• _Selected text_:

==================================================

Clark County Government Unions: When Being in the Top 1 Percent Just isn’t Enough
- The average wage received by Clark County’s local government workers was greater than the amount received by their public-sector peers in over 99 percent of counties nationwide, according to the most recent data published by the Bureau of Labor Statistics.
- Clark County workers also enjoy richer retirement and health benefits and nearly twice as many paid holidays and sick days than comparable private-sector workers, in addition to more favorable policies that allow for “banking” of unused sick leave to be cashed in at a later data.
- Despite the above, the union representing Clark County workers — SEIU of Nevada — recently rejected an offer for an across-the-board raise of at least 2 percent next year, and is demanding 3.25 percent instead.
In the 2017 third quarter, local government workers in Clark County received an average weekly wage of $1,155 — which ranked 55th out of the 2,867 counties surveyed nationwide, and was about 22 percent higher than the national average of $943 for local government workers.[i]
Of the few dozen counties with higher local government wages than Clark County, almost all are in states with much higher costs of living, including California, New Jersey, New York and Massachusetts.
When the average wages are adjusted to reflect the different price levels faced by the average consumer in each state, as calculated by the U.S. Bureau of Economic Analysis’ Regional Price Parities 2015 report, Clark County jumps to number 25 on the list — placing its employees firmly within the top 1 percent of counties with the highest paid local government workers nationwide.
Clark County private-sector workers, by comparison, earned an average weekly wage of $866, which was about 15 percent less than the national average of $1,013.
Clark County local government wages are also atypically large when measured as a percentage of private-sector earnings.

==================================================

(Saved data entries)
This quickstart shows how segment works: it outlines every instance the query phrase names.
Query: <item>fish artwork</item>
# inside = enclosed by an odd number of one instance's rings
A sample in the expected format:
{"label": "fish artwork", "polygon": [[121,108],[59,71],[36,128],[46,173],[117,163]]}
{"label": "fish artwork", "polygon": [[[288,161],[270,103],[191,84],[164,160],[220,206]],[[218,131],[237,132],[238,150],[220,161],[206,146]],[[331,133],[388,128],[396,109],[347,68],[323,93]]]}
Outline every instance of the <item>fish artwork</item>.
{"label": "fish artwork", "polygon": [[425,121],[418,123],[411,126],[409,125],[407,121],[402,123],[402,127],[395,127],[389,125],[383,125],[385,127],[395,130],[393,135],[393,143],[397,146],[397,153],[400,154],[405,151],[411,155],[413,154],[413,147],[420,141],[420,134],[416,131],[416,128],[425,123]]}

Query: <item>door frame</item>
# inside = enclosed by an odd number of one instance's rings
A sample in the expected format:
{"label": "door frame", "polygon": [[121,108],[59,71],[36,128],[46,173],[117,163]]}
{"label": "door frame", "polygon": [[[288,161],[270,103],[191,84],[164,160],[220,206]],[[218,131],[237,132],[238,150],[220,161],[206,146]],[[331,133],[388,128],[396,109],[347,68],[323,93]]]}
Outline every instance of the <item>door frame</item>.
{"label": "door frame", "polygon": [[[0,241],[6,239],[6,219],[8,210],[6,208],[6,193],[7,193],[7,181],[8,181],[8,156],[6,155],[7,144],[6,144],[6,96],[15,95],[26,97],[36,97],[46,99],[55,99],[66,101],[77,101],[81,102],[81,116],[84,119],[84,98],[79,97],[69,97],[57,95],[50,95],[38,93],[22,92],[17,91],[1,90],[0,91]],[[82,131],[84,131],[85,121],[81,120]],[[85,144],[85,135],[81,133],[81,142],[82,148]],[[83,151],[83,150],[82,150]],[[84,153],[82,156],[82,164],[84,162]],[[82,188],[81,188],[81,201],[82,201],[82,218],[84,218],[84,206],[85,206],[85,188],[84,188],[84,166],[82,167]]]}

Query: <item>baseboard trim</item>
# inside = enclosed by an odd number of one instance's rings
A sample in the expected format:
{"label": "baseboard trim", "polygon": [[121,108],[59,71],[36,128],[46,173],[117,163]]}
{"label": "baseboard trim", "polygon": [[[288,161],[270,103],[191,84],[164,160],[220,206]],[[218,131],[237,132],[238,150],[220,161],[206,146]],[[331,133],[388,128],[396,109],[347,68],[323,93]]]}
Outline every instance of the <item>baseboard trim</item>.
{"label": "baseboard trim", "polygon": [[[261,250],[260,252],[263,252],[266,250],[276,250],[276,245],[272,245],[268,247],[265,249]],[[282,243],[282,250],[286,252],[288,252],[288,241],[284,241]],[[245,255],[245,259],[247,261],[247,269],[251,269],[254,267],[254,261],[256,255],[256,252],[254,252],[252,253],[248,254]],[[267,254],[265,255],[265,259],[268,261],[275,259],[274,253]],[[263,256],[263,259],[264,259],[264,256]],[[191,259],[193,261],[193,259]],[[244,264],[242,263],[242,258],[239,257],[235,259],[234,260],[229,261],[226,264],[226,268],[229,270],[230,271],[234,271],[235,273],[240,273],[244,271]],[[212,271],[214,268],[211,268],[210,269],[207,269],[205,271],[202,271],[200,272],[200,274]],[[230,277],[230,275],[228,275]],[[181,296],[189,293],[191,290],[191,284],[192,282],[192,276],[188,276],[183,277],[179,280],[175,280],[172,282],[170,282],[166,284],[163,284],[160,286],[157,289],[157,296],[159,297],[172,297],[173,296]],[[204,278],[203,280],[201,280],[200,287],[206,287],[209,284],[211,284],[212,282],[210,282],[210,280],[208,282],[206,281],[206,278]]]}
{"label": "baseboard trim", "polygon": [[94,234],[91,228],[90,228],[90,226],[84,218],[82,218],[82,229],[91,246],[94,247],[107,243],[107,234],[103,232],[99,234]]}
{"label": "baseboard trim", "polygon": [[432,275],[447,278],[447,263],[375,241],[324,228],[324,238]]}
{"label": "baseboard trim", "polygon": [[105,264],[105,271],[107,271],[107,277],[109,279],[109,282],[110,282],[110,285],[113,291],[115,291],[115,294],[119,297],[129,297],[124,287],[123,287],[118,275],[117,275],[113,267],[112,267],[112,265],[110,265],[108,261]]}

==================================================

• _Check your understanding_:
1: Answer these from the Clark County wages text:
(a) What across-the-board raise is SEIU of Nevada demanding?
(b) What average weekly wage did Clark County local government workers receive in the 2017 third quarter?
(c) What average weekly wage did Clark County private-sector workers earn?
2: Quote the Clark County wages text between "- Despite the" and "3.25 percent instead.", inclusive.

• _Results in order_:
1:
(a) 3.25 percent
(b) $1,155
(c) $866

2:
- Despite the above, the union representing Clark County workers — SEIU of Nevada — recently rejected an offer for an across-the-board raise of at least 2 percent next year, and is demanding 3.25 percent instead.